Source text =
□ □ □ □

Joint Blog Series on International Law and Armed Conflict: Are Sieges Prohibited under Contemporary IHL?

Published on January 30, 2019        Author: 

Editor’s Note: This post the final post in the joint series hosted by the ICRC Humanitarian Law & Policy BlogEJIL Talk! and Lawfare, and arising out of the 6th Transatlantic Workshop on International Law and Armed Conflict held at the European University Institute in Florence in July.

Contemporary armed conflicts in Syria, Yemen or Iraq have seen a resurgence of sieges of cities and other densely populated areas. This ancient—some would say archaic or medieval—method of warfare is expected to be increasingly used in future urban conflicts. The catastrophic humanitarian consequences of recent prolonged sieges—such as in Ghouta (Syria), where civilians are starving because of lack of access to objects indispensable to their survival—have led to widespread condemnations by the international community (see e.g., UN Security Council Resolution 2139 (2014)). The question discussed here is what does international humanitarian law (IHL) say about siege warfare? Is it explicitly ruled out? How might IHL rules and principles constrain siege warfare?

No explicit IHL rules against siege warfare

Sieges are not per se an explicitly prohibited method of warfare under IHL. On the contrary, one could say that IHL implicitly allow sieges by merely mentioning steps to be taken to mitigate their negative effects on civilians and civilian objects (Art 27 1907 Hague Regulations; Art 15 GCI; Art 18 GCII; Art 17 GCIV).

Sieges have been used throughout history and military doctrine usually regards sieges as essential to the effective conduct of hostilities in order to control a defended locality and obtain surrender or otherwise defeat the enemy through isolation. Since sieges are a harsh method of warfare and are based on almost complete isolation of the besieged locality, their use will almost inevitably involve frictions with numerous rules and principles of IHL—at least when the besieged area involves civilian presence.

Numerous constraints on siege warfare

There are a number of IHL prohibitions that may constrain siege warfare. These include the prohibition against terrorizing the civilian population (Art 51(2) API; Art 13(2) APII; CIHL Study, Rule 2), the prohibition of collective punishment (Art 75 API; Art 4 APII; CIHL Study, Rule 103) or the prohibition of human shields (Art. 51(5) API; CIHL Study, Rule 97). The most obvious prohibition that impacts siege warfare, however, is the prohibition of starvation of civilians (Art 54(1) API; Art 14 APII).There is also a question as to whether conduct of hostilities rules, and the principle of proportionality in particular, may serve as an additional constrain on siege warfare Article 51(5)(b) of API CIHL Study, Rule 14). The present blog post will focus on the latter two—the prohibition against starving civilians, purposefully or incidentally, and the principle of proportionality.  

It is to be noted that IHL also contains norms pertaining to evacuation and humanitarian relief that are of primary importance to protect the civilian population from the effects of siege warfare. But this is the subject of a separate post in this blog series (see Laurie Blank’s post here)

□ □ □ □

Data entries =
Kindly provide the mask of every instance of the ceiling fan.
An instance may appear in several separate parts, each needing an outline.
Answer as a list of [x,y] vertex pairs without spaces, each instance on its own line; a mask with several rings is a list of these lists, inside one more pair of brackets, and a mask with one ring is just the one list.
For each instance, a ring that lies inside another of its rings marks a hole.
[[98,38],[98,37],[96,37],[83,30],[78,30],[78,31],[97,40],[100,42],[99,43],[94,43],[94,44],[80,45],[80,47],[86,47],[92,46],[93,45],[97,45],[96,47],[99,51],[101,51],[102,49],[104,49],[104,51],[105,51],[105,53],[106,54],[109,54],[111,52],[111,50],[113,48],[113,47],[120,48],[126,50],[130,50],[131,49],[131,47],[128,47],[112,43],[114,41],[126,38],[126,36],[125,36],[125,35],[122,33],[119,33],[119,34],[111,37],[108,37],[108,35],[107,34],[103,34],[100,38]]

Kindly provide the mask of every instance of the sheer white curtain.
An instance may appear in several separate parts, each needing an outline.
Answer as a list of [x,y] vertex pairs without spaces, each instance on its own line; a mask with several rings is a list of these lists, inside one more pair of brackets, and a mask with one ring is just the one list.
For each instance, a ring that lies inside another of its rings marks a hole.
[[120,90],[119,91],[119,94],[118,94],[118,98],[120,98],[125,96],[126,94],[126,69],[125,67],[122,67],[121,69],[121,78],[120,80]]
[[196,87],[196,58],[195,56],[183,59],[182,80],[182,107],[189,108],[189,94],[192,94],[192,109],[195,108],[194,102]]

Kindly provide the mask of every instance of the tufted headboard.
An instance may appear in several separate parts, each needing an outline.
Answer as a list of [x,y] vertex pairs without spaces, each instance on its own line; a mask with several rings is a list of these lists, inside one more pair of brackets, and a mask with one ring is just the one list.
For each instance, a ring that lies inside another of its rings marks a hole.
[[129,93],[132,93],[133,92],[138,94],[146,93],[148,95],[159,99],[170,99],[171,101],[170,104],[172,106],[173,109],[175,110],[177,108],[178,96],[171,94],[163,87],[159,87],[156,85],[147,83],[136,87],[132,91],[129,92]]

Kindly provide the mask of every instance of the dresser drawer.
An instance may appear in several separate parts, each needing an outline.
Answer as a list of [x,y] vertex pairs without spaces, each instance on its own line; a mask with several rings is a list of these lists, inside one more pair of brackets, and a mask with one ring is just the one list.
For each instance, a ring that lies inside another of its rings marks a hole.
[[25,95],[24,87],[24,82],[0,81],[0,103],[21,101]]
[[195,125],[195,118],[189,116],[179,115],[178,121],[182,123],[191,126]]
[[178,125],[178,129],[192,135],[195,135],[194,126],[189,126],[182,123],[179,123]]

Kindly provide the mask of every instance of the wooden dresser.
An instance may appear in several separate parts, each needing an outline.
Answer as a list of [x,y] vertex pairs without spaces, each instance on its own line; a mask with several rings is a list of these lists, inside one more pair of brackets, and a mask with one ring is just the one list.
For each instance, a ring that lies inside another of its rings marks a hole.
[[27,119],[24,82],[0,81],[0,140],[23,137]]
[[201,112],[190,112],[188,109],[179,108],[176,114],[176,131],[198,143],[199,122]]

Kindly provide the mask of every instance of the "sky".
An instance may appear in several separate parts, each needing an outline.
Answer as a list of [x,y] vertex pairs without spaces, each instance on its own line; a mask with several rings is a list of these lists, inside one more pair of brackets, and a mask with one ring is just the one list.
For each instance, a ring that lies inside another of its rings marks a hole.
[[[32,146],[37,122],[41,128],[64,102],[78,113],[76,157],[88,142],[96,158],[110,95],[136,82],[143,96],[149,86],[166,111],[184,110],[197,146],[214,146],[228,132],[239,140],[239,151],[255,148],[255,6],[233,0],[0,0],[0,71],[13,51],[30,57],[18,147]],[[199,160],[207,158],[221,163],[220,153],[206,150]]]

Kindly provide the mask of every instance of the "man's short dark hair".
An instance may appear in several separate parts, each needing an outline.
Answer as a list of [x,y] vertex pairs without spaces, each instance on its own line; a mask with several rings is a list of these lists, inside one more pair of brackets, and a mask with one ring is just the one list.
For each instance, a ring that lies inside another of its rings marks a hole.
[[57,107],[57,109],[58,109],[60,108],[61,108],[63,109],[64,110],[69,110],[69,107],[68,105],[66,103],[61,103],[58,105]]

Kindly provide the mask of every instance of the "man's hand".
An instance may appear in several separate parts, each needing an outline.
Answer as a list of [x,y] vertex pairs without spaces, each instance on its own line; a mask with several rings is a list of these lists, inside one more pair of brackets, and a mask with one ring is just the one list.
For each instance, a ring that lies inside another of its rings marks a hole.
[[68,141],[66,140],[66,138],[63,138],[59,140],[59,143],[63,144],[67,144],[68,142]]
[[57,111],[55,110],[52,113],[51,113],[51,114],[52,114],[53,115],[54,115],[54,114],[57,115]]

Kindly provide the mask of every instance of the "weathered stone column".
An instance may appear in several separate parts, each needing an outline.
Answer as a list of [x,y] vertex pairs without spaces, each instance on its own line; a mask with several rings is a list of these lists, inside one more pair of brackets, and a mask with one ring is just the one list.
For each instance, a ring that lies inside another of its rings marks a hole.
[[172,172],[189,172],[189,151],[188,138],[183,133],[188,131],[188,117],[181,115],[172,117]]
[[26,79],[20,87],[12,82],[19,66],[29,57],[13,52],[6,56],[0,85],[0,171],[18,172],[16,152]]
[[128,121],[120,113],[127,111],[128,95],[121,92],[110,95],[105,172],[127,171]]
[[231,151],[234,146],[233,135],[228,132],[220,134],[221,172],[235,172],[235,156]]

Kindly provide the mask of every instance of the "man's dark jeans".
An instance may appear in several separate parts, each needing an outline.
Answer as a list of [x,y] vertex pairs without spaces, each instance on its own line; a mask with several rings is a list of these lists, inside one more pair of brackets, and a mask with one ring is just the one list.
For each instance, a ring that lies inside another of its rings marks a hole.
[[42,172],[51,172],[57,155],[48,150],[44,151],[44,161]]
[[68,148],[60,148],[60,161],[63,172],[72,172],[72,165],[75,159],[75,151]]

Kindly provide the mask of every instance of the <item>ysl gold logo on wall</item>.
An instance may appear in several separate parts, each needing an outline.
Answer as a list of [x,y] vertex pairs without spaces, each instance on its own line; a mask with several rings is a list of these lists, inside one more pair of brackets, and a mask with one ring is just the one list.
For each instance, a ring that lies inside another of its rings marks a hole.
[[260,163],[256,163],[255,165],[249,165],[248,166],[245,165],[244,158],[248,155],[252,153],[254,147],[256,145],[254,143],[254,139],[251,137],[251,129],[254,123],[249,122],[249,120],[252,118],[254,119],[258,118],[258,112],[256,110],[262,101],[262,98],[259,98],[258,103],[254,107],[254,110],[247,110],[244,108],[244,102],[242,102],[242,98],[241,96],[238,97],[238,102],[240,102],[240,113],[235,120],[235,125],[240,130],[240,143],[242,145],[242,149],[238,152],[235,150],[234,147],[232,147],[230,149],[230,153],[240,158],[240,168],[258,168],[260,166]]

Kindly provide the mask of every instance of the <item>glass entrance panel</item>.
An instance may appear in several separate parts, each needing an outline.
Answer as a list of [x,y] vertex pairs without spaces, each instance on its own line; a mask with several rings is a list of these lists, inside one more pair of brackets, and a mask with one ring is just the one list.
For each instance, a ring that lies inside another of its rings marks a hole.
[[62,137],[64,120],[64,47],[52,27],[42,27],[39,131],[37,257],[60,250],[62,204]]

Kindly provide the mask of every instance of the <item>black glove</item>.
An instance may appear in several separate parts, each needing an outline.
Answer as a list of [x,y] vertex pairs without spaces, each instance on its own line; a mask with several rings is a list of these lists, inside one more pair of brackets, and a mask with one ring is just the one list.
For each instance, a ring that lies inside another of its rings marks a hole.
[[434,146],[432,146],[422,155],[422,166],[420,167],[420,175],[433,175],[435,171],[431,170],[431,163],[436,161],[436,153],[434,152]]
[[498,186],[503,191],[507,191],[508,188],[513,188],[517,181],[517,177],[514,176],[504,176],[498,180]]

□ □ □ □

Copy out the passage of the siege warfare post from "Sieges are not" up to and including "involves civilian presence.".

Result of the task =
Sieges are not per se an explicitly prohibited method of warfare under IHL. On the contrary, one could say that IHL implicitly allow sieges by merely mentioning steps to be taken to mitigate their negative effects on civilians and civilian objects (Art 27 1907 Hague Regulations; Art 15 GCI; Art 18 GCII; Art 17 GCIV).

Sieges have been used throughout history and military doctrine usually regards sieges as essential to the effective conduct of hostilities in order to control a defended locality and obtain surrender or otherwise defeat the enemy through isolation. Since sieges are a harsh method of warfare and are based on almost complete isolation of the besieged locality, their use will almost inevitably involve frictions with numerous rules and principles of IHL—at least when the besieged area involves civilian presence.